TEXT SECTION:
__________

Quick and Temporary Fixes
Turn off your water supply until you repair the leak. Locate your main water supply valve, which is typically in your basement or crawl space. Turn the dial clockwise to shut off the water going into your home.Turn on the faucet at the lowest point in your home, such as an outdoor hose pipe or a sink in the basement, and let the water run until the pipe is completely empty. Then, turn off the faucet. In an emergency, call your water company and see if they can shut off the water leading to your home. If the leak is on a pipe leading to a specific fixture, then turn on that faucet to drain it.

__________

PROVIDED MATERIAL:
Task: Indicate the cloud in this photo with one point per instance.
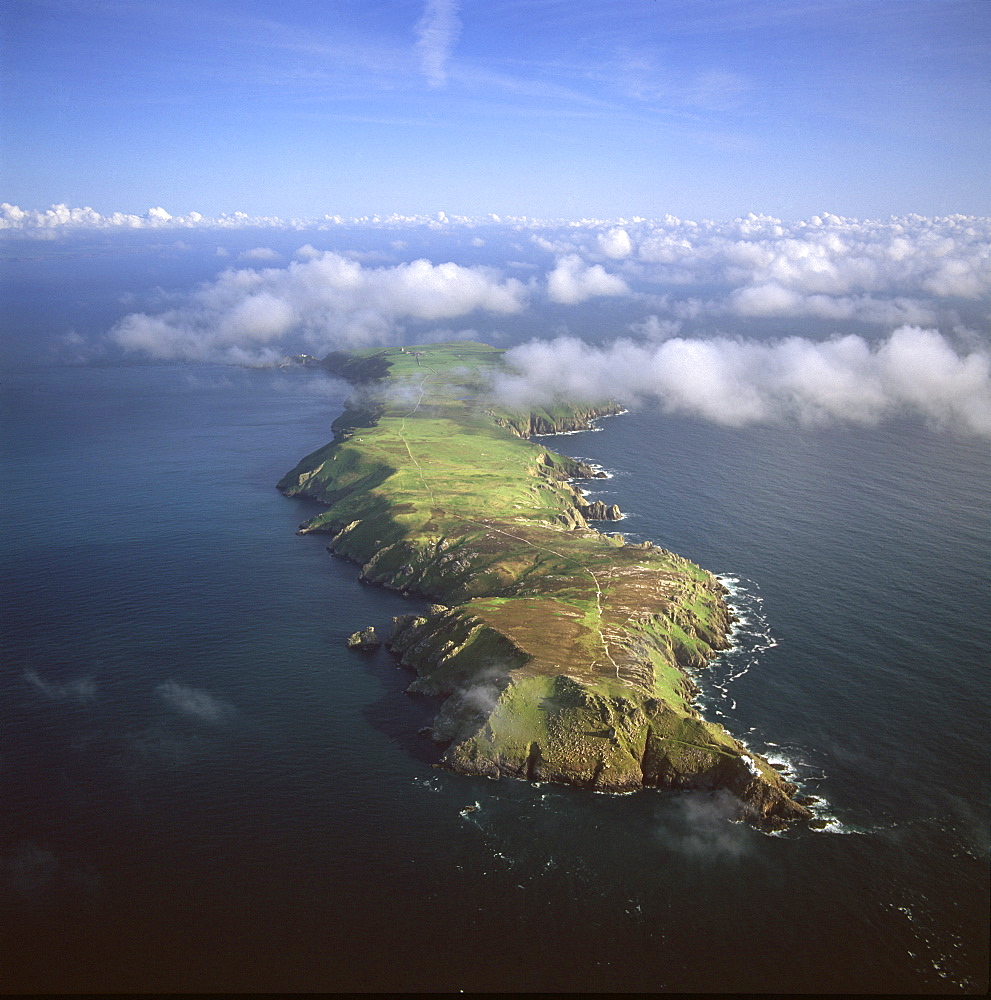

__________

WRITTEN INSTRUCTION 1: In the text on temporary leak fixes, which way do you turn the dial on the main water supply valve to shut off the water?
WRITTEN INSTRUCTION 2:
Say whether each statement agrees with the text on temporary leak fixes, giving yes or no and quoting the words that decide it.
(a) The main water supply valve is usually found in the attic.
(b) In an emergency, the water company may be able to shut off the water leading to your home.
(c) To drain the pipes, you should open the faucet at the highest point in your home.
WRITTEN INSTRUCTION 3: Carry on the text on temporary leak fixes, starting after its last sentence.

TASK OUTPUT 1: Clockwise.

TASK OUTPUT 2:
(a) No: "typically in your basement or crawl space"
(b) Yes: "In an emergency, call your water company and see if they can shut off the water leading to your home."
(c) No: "Turn on the faucet at the lowest point in your home"

TASK OUTPUT 3:
Apply a layer of epoxy putty to the leaky pipe to stop small leaks. Wipe off any water or dust on the pipe around the leak. Take a small ball of epoxy putty out from the packaging and knead it together between your fingers until it has a uniform color. Mold the putty into a ⁄2 in (1.3 cm) layer around the leak so it’s completely covered. Taper the edges of the putty onto the pipe so it makes a watertight seal. Then, just let the putty set and harden for about 5-10 minutes before turning your water on. Epoxy putty works on straight lengths of pipes as well as joints. You may use it on metal, plastic, or PVC to patch the leak until you’re able to repair it permanently. Epoxy putty heats up while you’re working with it, so put on a pair of nitrile gloves before you start working.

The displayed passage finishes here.